#### TRY IT
Write down exactly the lines from the one with "Target: small hole in snow" to the end of the data, first and last included, and no others.

Point localization data

◆ ◆ ◆ ◆

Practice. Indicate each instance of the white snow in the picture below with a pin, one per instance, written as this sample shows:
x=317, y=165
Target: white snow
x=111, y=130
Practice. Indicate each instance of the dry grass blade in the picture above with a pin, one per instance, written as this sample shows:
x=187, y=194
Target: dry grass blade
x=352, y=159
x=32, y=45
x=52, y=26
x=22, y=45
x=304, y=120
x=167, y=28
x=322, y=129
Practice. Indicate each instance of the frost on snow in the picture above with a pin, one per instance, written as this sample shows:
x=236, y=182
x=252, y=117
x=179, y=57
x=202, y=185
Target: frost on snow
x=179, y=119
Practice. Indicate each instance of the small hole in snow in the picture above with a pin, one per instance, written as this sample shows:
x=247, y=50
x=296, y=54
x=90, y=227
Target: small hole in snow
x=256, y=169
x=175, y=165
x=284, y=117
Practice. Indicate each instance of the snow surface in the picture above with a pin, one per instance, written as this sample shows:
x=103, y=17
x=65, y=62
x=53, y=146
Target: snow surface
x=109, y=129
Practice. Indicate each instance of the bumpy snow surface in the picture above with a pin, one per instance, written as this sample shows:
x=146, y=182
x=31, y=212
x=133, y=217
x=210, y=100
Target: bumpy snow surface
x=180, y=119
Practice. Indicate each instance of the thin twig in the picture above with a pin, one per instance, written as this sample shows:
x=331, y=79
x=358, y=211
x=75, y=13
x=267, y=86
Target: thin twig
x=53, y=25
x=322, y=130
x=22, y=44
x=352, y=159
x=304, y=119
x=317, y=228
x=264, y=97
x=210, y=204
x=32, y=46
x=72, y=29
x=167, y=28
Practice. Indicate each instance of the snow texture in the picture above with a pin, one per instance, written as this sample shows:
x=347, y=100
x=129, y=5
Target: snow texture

◆ ◆ ◆ ◆

#### TASK RESPONSE
Target: small hole in snow
x=256, y=169
x=175, y=165
x=284, y=117
Practice. Indicate each instance of the snow surface in the picture above with a pin, one per instance, written as this sample shows:
x=103, y=17
x=65, y=62
x=53, y=146
Target: snow surface
x=109, y=129
Practice. Indicate each instance of the bumpy snow surface in the picture above with a pin, one per instance, written as this sample shows:
x=146, y=182
x=31, y=212
x=133, y=217
x=210, y=100
Target: bumpy snow surface
x=180, y=119
Practice. Indicate each instance of the thin twig in the picture above with a pin, one per instance, written as this sample shows:
x=331, y=79
x=358, y=211
x=75, y=13
x=267, y=86
Target: thin twig
x=53, y=25
x=322, y=130
x=22, y=44
x=352, y=159
x=304, y=119
x=317, y=228
x=264, y=97
x=210, y=204
x=32, y=46
x=72, y=29
x=167, y=28
Practice. Indicate each instance of the snow texture in the picture above with a pin, one per instance, written as this sample shows:
x=347, y=100
x=129, y=5
Target: snow texture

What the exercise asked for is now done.